— DATA PROVIDED —
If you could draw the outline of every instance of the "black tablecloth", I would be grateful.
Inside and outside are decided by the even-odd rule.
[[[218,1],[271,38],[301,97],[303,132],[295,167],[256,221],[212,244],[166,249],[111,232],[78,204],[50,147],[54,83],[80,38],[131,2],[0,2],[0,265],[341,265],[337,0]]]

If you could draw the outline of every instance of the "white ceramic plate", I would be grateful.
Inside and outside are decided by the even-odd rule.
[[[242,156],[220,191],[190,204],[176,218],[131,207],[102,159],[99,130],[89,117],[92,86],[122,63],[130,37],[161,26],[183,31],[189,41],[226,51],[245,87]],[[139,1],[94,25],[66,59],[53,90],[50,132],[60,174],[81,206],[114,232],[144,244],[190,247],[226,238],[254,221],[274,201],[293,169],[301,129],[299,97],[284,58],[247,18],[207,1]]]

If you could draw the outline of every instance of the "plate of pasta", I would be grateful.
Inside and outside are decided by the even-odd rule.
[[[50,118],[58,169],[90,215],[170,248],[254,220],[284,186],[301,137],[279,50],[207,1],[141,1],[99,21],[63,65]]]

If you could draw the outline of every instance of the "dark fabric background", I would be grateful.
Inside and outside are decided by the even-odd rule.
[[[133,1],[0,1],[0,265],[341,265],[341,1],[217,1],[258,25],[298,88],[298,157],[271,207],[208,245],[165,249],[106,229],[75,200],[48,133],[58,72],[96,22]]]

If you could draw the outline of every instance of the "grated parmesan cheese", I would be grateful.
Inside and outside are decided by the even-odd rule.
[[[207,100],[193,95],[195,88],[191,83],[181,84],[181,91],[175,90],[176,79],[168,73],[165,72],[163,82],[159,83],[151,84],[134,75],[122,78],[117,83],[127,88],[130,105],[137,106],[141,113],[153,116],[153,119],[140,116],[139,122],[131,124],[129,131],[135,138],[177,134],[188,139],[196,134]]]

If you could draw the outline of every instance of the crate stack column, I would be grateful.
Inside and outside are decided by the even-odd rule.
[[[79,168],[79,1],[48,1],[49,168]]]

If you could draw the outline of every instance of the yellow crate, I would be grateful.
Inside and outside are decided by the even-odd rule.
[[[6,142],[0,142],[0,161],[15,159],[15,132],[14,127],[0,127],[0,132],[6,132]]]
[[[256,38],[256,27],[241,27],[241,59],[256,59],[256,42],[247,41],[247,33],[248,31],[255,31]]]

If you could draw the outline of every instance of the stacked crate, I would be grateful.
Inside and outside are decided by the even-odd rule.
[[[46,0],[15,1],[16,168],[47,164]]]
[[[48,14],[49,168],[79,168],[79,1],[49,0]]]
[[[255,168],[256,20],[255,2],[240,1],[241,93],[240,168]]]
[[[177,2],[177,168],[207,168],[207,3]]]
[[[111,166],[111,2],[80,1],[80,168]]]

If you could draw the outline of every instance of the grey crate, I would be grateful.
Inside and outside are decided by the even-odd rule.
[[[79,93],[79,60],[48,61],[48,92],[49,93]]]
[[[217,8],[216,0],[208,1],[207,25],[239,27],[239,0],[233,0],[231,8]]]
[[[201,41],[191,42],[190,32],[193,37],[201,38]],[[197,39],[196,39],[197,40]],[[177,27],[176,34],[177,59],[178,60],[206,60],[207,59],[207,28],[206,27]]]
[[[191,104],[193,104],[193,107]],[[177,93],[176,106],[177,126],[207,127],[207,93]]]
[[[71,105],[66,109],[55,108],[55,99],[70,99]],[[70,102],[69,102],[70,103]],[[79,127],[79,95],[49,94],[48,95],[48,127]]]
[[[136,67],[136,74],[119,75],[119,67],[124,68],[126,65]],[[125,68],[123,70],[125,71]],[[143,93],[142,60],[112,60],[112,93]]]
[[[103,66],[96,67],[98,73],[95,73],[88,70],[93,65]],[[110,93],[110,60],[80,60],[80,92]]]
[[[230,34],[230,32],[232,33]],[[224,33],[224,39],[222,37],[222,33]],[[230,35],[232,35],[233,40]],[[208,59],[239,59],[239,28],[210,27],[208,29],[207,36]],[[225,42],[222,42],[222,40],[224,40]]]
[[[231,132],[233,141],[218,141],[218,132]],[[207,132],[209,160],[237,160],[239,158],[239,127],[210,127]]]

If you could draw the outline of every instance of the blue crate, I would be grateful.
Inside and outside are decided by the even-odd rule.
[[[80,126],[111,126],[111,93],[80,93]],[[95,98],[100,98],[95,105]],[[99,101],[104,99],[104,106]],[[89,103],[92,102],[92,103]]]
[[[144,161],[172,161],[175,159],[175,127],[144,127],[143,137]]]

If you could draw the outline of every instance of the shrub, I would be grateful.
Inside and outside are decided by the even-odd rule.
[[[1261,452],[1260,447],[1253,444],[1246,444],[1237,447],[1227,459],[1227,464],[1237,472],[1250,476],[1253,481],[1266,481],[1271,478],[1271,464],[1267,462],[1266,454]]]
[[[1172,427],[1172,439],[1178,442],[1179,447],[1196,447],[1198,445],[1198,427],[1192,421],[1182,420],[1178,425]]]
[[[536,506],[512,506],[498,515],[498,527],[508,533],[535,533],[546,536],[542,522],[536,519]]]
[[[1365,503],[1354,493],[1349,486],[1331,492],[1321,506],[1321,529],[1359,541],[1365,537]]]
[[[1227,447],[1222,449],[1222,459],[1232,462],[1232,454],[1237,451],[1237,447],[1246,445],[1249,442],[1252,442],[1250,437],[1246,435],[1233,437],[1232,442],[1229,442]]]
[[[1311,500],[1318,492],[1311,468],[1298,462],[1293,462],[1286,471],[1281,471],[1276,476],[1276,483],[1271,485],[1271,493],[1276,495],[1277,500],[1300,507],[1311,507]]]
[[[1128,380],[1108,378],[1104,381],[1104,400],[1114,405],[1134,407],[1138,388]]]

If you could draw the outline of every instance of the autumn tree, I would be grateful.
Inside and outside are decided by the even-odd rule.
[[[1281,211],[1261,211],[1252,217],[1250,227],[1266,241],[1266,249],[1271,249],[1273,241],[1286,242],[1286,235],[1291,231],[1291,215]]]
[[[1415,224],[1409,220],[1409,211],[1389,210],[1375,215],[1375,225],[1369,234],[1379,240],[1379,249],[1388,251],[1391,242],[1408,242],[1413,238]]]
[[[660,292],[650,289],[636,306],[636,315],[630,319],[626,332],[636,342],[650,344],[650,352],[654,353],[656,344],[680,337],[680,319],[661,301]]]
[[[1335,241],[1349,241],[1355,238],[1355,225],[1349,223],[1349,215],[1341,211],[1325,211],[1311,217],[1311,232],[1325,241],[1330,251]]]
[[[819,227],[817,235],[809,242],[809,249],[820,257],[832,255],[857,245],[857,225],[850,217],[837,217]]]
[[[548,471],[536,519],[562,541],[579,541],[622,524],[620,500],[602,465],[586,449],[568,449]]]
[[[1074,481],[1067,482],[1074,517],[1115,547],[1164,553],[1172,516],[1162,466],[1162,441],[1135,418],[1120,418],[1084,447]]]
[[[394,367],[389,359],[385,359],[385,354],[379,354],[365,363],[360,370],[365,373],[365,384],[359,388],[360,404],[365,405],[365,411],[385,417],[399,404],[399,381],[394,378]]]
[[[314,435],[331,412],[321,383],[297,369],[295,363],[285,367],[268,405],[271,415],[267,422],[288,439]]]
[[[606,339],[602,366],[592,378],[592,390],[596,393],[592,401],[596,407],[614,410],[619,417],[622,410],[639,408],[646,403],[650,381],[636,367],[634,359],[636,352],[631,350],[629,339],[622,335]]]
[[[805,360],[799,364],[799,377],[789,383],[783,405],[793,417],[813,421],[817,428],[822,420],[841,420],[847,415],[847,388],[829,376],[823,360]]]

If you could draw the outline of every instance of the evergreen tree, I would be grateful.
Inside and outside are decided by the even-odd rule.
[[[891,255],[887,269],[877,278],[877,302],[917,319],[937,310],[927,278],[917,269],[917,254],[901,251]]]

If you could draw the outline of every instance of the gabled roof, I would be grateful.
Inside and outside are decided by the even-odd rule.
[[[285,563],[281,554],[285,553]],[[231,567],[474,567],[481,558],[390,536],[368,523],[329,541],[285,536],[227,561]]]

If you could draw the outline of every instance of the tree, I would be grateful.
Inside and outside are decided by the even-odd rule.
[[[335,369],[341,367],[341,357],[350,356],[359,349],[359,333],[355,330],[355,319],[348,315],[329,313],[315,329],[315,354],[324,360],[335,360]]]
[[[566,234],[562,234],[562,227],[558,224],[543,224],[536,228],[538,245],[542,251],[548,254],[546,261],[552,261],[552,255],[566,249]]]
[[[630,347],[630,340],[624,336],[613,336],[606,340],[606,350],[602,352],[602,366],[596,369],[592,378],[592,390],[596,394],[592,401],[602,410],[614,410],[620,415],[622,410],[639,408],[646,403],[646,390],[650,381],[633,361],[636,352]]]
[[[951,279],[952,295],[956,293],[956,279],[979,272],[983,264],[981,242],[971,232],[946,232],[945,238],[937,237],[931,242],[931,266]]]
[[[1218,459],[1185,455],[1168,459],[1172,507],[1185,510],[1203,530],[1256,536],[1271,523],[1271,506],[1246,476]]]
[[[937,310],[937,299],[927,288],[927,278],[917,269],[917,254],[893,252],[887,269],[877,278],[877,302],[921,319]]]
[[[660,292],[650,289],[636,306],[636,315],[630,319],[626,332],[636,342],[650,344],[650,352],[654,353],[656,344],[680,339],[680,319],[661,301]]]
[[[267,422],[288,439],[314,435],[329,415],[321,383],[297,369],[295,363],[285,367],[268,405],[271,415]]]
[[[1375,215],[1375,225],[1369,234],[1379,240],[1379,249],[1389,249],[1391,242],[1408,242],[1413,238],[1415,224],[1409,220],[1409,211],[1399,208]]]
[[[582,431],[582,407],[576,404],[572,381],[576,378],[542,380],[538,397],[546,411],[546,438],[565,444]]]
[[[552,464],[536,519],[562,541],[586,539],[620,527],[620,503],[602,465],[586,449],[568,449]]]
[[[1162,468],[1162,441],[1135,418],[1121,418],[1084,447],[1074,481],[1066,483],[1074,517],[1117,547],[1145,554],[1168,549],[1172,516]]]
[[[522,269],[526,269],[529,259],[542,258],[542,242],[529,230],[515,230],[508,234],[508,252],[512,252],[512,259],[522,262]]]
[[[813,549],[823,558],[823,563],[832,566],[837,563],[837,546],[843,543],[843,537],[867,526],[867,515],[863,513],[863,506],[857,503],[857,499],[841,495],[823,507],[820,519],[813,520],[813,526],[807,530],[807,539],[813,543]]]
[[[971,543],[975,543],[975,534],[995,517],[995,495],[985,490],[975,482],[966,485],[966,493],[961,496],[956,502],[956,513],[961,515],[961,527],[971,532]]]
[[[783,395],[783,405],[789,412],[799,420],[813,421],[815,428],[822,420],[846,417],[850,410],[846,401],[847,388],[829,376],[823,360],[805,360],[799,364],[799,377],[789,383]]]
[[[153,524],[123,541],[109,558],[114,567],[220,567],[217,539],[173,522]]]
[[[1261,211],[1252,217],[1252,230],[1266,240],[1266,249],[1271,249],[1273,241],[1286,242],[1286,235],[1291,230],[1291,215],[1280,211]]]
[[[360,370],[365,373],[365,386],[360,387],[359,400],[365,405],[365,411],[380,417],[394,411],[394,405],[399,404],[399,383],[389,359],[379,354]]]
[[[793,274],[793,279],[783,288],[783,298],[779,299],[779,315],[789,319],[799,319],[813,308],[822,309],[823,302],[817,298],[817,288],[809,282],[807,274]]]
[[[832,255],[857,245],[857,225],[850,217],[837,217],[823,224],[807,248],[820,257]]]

— PROMPT —
Could you copy out everything in the material from the line containing "blue crate, I would be grateful." down to the line containing "[[[144,161],[172,161],[175,159],[175,127],[144,127],[143,137]]]", including both of those lines, character for character?

— THE ANSWER —
If you could draw the outline of every instance of the blue crate, I would be grateful.
Inside and outside are decided by the even-odd rule.
[[[80,126],[111,126],[111,93],[80,93]],[[95,98],[100,98],[95,105]],[[99,101],[104,99],[104,106]],[[89,103],[92,102],[92,103]]]
[[[144,161],[172,161],[175,159],[175,127],[144,127],[143,137]]]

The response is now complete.